Would you give the entries again word for word, with no pictures in the copy?

** Opening RECORDS FOR THE EXERCISE block **

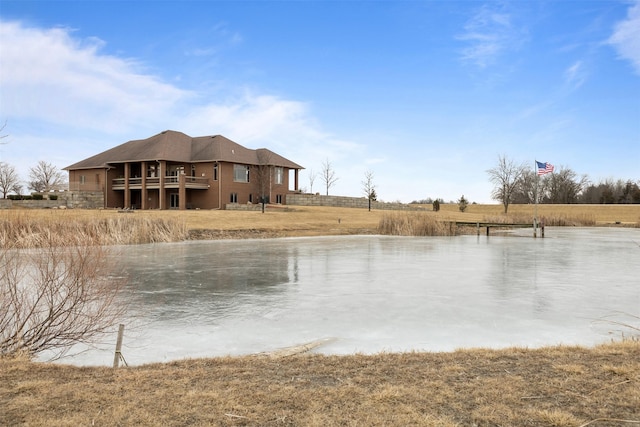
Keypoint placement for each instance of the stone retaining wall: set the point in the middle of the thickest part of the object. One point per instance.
(66, 199)
(345, 202)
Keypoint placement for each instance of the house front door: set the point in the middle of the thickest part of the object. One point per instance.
(174, 201)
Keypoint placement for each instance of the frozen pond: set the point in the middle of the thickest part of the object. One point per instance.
(376, 293)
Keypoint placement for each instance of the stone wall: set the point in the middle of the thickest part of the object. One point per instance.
(243, 207)
(66, 199)
(344, 202)
(82, 199)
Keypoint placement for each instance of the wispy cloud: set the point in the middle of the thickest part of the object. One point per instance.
(50, 78)
(489, 33)
(626, 37)
(575, 75)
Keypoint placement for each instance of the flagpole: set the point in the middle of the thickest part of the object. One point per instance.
(535, 215)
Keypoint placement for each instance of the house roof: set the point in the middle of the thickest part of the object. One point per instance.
(178, 147)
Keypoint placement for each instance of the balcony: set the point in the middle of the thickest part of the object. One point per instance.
(172, 181)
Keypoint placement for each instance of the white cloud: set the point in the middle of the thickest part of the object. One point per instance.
(55, 83)
(575, 75)
(626, 37)
(50, 76)
(489, 33)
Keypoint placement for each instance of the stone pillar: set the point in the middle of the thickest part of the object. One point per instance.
(182, 191)
(127, 192)
(143, 192)
(161, 173)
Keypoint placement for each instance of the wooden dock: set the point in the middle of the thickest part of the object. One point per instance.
(489, 225)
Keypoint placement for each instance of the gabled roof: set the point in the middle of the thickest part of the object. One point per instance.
(178, 147)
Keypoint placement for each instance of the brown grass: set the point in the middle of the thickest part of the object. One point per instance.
(281, 221)
(556, 386)
(28, 229)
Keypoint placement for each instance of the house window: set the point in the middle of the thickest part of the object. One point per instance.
(241, 173)
(279, 175)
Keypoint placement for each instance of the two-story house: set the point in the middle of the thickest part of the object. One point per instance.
(174, 170)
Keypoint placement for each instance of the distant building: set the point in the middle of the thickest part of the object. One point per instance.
(172, 170)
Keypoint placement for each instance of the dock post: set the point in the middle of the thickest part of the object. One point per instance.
(118, 355)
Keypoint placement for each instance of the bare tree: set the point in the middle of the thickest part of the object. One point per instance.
(9, 179)
(45, 177)
(328, 175)
(369, 187)
(564, 186)
(505, 177)
(55, 296)
(312, 178)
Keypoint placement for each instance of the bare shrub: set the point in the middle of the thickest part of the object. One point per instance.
(55, 296)
(22, 231)
(414, 224)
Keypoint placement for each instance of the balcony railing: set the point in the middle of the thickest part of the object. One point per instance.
(170, 181)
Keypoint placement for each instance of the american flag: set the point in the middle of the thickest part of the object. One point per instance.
(544, 168)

** Closing RECORDS FOR THE EXERCISE block **

> **TASK ANSWER**
Keypoint placement for each instance of the stone retaining wall: set the point in the middle of the thickest part of the object. One point per instance.
(66, 199)
(345, 202)
Keypoint placement for each instance of the house front door: set the point in the middle of the thickest part of the object. One point per instance.
(174, 201)
Keypoint placement for each instance of the frozen pond: set the point in the middle of the thickest part of the object. One point per instance.
(376, 293)
Keypoint placement for each instance of the stone wall: set the point in the middle of the thickest part of the object. One point per instance.
(243, 207)
(66, 199)
(344, 202)
(82, 199)
Keypoint placement for each instance of the wispy cloud: set the point in the middle of the thickest part of the object. One point per instance.
(50, 78)
(489, 33)
(626, 37)
(575, 75)
Keypoint placement for each instance of the flagpole: set the point in the middle of the thickest part of the object. One point per instance.
(535, 215)
Keypoint placement for each instance of the house roof: set the point in the middle of the thickest part of the object. One point per instance.
(178, 147)
Keypoint placement for each instance of the balcony: set the point in the middle of the thickest part of the object. One point per instance.
(172, 181)
Keypoint placement for each instance of the white cloud: set the point in the middle of the thickest part of the object. One point per instance.
(55, 83)
(575, 75)
(626, 37)
(50, 76)
(489, 33)
Keypoint placement for each instance of the stone pillar: set the point in the middle of the thickest part of the object. One point per instance.
(182, 191)
(127, 192)
(143, 192)
(161, 173)
Keypoint placement for each instance of the wooden dock: set the point in the middle of the thickest part of the object. One point per instance.
(489, 225)
Keypoint placement for each instance of the gabled roof: set the point in the middle of the thickest part of the object. One point per instance.
(178, 147)
Keypoint placement for each instance of the brown grass: set the point in the middle of the thickest part of the object. One point per instance.
(281, 221)
(556, 386)
(28, 229)
Keypoint placement for each instance of the house window: set the point in the middle of the thickest part of the object. One point per instance.
(241, 173)
(279, 175)
Keypoint placement for each instance of the two-story house: set the point in the middle of the thickest part of the object. One point per instance.
(174, 170)
Keypoint placement for each instance of the distant building: set the point in the middle of the thickest part of the object. One point per instance.
(172, 170)
Keypoint placement for each instance of the dock post: set the point in the middle of the thickest part of the object. One point per instance.
(118, 355)
Keypoint placement for each instance of the bare tree: set the point in the middle of the thickest part of the object. One point per instance.
(9, 179)
(45, 177)
(328, 175)
(369, 187)
(564, 186)
(505, 177)
(55, 296)
(312, 178)
Keypoint placement for each instance of the bare shrub: set the point in the middle of the thickest part of the object. One point per instance.
(55, 296)
(22, 231)
(414, 224)
Keypoint placement for each instance of the balcony railing: set the point in the middle of the thickest part of the object. One point per instance.
(170, 181)
Keypoint placement for each instance of the american flag: set the point in the middle of the thickest part of the object. One point per instance.
(544, 168)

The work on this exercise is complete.